THE PROBLEM:
Using the data below, show every line where the word "stone" occurs.

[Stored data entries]
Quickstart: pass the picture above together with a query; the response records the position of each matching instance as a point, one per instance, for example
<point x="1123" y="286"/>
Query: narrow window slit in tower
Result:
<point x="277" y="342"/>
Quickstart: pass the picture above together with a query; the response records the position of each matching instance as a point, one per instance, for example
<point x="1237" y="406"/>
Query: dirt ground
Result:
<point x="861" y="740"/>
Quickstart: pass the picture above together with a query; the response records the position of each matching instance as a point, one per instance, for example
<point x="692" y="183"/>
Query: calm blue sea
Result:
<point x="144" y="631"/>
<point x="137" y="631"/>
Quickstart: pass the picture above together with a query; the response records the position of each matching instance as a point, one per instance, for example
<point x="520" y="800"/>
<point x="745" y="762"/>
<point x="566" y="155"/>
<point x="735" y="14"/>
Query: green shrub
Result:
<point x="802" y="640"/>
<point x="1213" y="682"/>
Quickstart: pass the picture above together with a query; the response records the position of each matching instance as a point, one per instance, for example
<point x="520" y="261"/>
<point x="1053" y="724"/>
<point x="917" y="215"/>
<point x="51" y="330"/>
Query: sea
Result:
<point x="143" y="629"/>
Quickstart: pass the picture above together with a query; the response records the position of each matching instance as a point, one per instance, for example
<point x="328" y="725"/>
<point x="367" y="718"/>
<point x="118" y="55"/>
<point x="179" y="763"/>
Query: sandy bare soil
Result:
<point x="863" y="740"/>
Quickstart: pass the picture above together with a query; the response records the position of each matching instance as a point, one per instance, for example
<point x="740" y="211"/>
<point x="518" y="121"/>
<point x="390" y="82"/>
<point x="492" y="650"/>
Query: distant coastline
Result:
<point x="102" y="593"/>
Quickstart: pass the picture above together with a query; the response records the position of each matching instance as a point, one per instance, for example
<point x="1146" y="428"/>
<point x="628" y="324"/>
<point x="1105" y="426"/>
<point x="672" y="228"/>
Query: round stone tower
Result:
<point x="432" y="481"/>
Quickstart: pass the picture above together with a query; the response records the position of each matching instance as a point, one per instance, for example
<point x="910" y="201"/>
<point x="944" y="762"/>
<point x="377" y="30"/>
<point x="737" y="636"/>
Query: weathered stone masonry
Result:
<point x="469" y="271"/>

...

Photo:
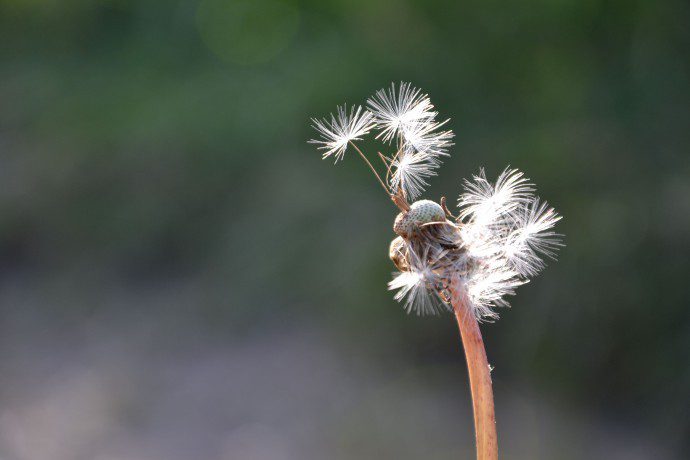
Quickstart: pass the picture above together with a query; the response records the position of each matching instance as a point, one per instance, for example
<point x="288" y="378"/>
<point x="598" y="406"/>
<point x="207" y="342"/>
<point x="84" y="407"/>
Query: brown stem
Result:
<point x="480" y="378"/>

RESPONSE:
Query: round stone tower
Query: weathered stone masonry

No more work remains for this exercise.